* BEGIN ENTRIES *

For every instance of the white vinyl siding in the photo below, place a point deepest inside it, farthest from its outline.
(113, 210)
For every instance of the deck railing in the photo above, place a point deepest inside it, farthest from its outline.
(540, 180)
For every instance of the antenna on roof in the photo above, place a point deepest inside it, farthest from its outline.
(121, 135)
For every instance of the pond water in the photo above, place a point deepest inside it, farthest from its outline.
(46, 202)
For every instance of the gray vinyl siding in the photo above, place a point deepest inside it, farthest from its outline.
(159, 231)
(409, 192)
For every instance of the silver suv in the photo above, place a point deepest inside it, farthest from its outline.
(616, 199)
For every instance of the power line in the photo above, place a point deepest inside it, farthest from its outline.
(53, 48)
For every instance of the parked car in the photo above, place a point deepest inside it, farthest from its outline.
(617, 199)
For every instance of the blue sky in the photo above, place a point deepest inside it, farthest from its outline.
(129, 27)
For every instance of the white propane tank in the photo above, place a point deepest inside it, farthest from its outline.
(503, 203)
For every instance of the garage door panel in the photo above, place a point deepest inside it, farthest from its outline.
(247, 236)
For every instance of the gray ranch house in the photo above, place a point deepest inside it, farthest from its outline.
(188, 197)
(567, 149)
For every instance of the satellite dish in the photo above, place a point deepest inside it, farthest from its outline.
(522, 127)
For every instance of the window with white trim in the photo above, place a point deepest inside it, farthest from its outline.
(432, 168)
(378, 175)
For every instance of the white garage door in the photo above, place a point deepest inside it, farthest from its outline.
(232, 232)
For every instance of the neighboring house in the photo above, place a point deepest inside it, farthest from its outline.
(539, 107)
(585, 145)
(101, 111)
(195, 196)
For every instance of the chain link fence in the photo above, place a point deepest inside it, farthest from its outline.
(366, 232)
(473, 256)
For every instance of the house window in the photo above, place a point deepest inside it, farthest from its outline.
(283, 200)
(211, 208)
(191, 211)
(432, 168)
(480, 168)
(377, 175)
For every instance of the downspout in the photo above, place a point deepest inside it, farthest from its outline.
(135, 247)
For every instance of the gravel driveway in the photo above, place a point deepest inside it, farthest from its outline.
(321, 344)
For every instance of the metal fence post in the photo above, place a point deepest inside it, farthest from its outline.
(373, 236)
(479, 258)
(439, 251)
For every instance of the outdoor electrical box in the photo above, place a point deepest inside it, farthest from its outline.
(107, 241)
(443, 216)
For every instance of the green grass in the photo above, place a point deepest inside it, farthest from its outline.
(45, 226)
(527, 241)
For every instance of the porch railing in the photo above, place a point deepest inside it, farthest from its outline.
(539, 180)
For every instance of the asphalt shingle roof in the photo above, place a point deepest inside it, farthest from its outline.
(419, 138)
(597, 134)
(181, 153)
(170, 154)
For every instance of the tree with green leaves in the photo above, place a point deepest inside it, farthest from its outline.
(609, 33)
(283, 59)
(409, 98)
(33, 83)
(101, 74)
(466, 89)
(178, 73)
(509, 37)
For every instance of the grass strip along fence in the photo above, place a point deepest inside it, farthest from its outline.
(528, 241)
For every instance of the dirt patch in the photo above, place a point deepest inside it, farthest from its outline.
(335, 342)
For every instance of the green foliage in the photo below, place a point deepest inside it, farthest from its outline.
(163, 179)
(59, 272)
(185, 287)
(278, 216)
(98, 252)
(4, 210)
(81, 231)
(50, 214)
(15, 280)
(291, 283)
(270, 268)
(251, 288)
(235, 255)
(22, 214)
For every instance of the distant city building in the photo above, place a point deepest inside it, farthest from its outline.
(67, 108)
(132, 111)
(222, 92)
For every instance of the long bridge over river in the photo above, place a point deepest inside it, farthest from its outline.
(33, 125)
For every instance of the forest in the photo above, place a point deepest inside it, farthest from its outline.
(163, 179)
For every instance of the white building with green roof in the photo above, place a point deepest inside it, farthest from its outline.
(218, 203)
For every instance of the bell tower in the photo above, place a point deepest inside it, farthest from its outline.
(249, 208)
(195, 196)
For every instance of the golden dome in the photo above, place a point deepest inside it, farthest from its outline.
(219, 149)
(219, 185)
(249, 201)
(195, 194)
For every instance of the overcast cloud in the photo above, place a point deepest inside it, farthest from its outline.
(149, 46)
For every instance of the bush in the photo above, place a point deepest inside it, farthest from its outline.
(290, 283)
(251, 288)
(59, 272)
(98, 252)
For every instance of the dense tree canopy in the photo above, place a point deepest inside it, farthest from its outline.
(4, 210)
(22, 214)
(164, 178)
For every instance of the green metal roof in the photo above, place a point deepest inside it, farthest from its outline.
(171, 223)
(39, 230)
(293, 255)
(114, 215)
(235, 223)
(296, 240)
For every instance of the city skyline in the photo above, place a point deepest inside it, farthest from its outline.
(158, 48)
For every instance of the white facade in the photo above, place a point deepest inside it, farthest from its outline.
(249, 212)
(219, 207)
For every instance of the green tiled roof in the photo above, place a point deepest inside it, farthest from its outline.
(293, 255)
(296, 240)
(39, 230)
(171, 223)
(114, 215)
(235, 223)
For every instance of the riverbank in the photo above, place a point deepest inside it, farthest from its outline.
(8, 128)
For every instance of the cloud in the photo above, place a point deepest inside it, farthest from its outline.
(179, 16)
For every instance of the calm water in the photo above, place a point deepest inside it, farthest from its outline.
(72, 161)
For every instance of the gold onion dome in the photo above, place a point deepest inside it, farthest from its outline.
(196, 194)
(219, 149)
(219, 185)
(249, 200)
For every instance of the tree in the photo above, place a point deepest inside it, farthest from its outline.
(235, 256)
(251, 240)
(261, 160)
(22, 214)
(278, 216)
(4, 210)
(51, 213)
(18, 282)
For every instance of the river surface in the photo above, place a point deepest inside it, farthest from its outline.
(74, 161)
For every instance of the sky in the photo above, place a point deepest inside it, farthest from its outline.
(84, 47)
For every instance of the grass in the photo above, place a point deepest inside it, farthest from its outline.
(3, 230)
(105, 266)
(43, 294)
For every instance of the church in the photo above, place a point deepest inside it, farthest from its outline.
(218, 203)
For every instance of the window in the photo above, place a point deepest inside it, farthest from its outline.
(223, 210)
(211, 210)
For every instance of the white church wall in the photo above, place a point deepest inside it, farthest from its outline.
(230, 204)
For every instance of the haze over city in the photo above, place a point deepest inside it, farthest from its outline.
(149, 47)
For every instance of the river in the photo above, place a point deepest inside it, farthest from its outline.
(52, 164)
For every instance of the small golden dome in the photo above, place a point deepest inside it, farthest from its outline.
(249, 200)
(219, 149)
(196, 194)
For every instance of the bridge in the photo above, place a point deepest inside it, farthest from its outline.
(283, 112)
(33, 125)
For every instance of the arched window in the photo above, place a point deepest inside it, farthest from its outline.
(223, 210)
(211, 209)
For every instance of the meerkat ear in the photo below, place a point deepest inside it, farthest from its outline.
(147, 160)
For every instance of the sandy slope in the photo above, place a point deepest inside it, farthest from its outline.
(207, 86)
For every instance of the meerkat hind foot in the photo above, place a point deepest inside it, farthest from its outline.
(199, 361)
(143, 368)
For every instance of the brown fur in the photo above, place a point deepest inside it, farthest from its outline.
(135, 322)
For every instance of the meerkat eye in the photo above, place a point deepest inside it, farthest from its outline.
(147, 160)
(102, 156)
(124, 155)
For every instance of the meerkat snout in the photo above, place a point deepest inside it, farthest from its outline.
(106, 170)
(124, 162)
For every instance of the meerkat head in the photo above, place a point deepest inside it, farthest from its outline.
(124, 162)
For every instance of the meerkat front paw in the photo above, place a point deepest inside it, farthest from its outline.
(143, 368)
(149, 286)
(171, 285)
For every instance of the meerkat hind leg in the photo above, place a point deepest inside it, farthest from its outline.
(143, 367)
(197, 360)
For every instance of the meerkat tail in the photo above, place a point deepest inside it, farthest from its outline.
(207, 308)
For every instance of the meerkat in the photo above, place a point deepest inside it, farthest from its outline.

* END ENTRIES *

Output exactly the lines from the one containing "For every instance of the meerkat snout" through the last line of the entries, both ends included.

For every instance of the meerkat snout in the photo above, place a point deepest inside it, farthest from its outline.
(106, 170)
(124, 162)
For every instance of the meerkat head in the photo above, place a point deepest inside it, farthest from its outline.
(124, 162)
For every instance of the meerkat front paw in the photo above, place a point deepest inside it, farthest from its outline.
(143, 368)
(149, 286)
(171, 285)
For every instance of the meerkat hind leg in the photo above, place a point deepest inside it, farthest from its outline.
(143, 367)
(197, 360)
For every instance of the meerkat tail in the photo above, place a point deepest inside it, farthest from its outline.
(207, 308)
For every instance of the meerkat in the photo above, place a point deepest inside it, farthest from its outline.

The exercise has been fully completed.